§ **Supplied material**

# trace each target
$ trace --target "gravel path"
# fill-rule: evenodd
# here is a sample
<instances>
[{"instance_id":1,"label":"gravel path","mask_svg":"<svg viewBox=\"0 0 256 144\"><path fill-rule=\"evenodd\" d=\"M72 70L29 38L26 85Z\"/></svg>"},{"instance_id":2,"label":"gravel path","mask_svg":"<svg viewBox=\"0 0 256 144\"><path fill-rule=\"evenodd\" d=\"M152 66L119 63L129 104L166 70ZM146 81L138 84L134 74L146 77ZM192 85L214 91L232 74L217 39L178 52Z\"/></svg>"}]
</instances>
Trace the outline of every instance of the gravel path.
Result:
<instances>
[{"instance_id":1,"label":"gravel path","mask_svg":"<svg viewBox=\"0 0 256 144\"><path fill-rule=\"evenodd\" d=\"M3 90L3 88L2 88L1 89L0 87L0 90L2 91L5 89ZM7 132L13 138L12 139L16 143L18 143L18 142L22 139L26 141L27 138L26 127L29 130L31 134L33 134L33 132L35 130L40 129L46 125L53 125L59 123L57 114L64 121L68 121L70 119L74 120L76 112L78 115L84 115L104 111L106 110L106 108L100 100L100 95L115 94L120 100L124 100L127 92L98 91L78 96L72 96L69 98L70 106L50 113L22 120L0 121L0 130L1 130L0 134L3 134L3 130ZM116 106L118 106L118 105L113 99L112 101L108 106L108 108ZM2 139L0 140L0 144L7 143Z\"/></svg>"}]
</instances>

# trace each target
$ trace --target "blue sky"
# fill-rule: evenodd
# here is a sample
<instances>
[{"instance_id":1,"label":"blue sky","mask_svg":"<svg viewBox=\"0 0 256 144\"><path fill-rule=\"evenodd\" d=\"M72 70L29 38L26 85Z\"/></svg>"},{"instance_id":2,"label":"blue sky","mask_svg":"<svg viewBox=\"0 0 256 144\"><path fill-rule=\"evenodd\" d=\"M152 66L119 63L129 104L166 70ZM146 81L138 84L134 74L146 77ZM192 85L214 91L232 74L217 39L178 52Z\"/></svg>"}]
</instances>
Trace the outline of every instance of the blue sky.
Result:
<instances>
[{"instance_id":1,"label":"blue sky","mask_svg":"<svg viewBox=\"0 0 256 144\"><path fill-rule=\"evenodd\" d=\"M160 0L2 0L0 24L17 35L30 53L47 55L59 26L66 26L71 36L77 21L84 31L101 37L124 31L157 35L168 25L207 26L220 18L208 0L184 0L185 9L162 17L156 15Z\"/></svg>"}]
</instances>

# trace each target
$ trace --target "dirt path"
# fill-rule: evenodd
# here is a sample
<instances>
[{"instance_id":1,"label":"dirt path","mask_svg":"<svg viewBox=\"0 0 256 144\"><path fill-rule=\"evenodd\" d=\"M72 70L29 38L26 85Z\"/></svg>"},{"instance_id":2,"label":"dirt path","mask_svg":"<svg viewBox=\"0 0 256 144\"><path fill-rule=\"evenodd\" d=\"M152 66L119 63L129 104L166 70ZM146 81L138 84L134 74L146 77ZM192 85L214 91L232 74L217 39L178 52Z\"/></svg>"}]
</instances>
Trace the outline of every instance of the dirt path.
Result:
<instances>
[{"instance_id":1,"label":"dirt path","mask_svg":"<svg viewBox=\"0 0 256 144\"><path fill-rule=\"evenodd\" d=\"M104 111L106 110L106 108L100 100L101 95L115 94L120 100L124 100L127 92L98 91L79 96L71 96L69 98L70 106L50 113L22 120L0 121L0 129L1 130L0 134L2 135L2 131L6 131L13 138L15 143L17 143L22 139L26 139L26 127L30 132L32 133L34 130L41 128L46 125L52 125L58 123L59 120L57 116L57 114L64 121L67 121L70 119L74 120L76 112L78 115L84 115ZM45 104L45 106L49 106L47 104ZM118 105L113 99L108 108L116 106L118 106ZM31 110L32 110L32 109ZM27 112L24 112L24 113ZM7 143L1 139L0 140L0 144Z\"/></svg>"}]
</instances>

§ **What is being asked**
Tally the lines in the items above that contain the string "dirt", and state only the resulting number.

§ **Response**
4